#### Passage given:
[start]

NASA Data to NOAA via SSEC—Through a collaborative project with NOAA, SPoRT (Short-term Prediction Research and Transition), NASA is providing data from its research satellites Terra and Aqua to help forecasters in the National Weather Service. According to Gary Jedlovec, a meteorologist at NASA’s Marshall Space Flight Center, “What we’re trying to do is to give the National Weather Service a head start with incorporating this higher-quality data into their forecasts.” Jedlovec is a leader of this NASA/NOAA collaboration. SSEC provides high-quality data from the MODIS instrument in near-real time from its direct broadcast facility.

Image Use—Jacques van Delft, a member of the solar section of ASSA Bloemfontein (Astronomical Society of South Africa), used an infrared global composite weather satellite image from SSEC’s Web site to illustrate an article on climate change in Landbou Weekblad a weekly farm magazine. Van Delft color-enhanced the image to more nearly represent the seas’ true colors. The article is written in the Afrikaans language. It shows that solar activities are indeed affecting the climate and shows how unstable conditions in the upper Antarctic low-pressure region lead to developing low-pressure systems that contribute to climatic changes.

[end]

#### Problems and tasks:
1. In the passage about SSEC, condense the paragraph beginning "Image Use—Jacques van Delft" into a short bulleted list that keeps its main facts.
2. According to the passage about SSEC, which NASA research satellites provide data to National Weather Service forecasters?
3. Write the next part of the passage about SSEC, picking up after its final sentence.

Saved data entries
[start]

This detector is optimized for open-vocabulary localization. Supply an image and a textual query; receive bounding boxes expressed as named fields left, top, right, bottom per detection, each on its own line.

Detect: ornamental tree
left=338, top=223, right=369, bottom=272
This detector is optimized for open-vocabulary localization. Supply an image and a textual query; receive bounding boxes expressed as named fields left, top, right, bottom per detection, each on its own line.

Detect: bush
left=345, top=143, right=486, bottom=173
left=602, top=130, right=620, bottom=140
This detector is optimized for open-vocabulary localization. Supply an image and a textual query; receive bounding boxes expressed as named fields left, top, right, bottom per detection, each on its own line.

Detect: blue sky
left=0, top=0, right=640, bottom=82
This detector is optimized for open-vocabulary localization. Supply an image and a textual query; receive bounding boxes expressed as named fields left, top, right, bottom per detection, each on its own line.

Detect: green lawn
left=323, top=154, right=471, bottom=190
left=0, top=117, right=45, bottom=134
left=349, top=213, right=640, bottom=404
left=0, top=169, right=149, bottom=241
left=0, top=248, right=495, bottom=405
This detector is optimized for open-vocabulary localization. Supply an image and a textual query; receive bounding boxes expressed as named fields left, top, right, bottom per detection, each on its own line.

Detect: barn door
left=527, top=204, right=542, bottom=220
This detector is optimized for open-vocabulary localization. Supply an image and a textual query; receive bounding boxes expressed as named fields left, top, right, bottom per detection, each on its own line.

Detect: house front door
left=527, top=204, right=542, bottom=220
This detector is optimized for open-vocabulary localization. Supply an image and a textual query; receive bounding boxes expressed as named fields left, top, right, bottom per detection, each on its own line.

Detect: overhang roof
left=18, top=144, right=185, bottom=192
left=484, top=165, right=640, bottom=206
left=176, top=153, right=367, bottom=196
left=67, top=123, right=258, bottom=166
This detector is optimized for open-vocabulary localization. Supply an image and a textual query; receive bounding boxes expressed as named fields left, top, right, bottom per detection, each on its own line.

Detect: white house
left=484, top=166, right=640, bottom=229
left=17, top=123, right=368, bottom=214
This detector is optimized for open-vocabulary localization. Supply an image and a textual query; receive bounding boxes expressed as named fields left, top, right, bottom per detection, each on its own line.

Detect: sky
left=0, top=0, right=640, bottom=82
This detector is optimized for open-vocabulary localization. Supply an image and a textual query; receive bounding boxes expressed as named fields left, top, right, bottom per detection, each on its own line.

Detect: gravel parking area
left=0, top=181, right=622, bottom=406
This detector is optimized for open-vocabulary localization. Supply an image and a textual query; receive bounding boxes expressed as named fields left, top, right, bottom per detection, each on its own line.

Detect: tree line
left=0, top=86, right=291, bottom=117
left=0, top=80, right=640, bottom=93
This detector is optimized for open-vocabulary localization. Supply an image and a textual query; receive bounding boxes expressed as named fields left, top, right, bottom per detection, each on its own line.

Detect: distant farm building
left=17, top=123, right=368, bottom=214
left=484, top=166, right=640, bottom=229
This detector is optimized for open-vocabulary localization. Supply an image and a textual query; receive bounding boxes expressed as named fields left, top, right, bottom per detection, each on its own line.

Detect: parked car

[end]

#### Expected answers:
1.
- Jacques van Delft, of the solar section of ASSA Bloemfontein (Astronomical Society of South Africa), used an infrared global composite weather satellite image from SSEC's Web site.
- The image illustrated an article on climate change in Landbou Weekblad, a weekly farm magazine.
- Van Delft color-enhanced the image to more nearly represent the seas' true colors.
- The article is in Afrikaans.
- It argues that solar activities affect the climate.
- It shows how unstable conditions in the upper Antarctic low-pressure region lead to developing low-pressure systems that contribute to climatic changes.

2. Terra and Aqua.

3.
Engineering Feats

Tracks—The giant hose reel for an Enhanced Hot Water Drill has been assembled at the South Pole, in readiness for installing the neutrino telescope IceCube in Antarctic ice. IceCube Logistics Manager Terry Hannaford (Triad Project Management) explained that all the IceCube equipment, which takes up half a city block when assembled, was moved from Wisconsin in December on two flatbed trailer trucks to California.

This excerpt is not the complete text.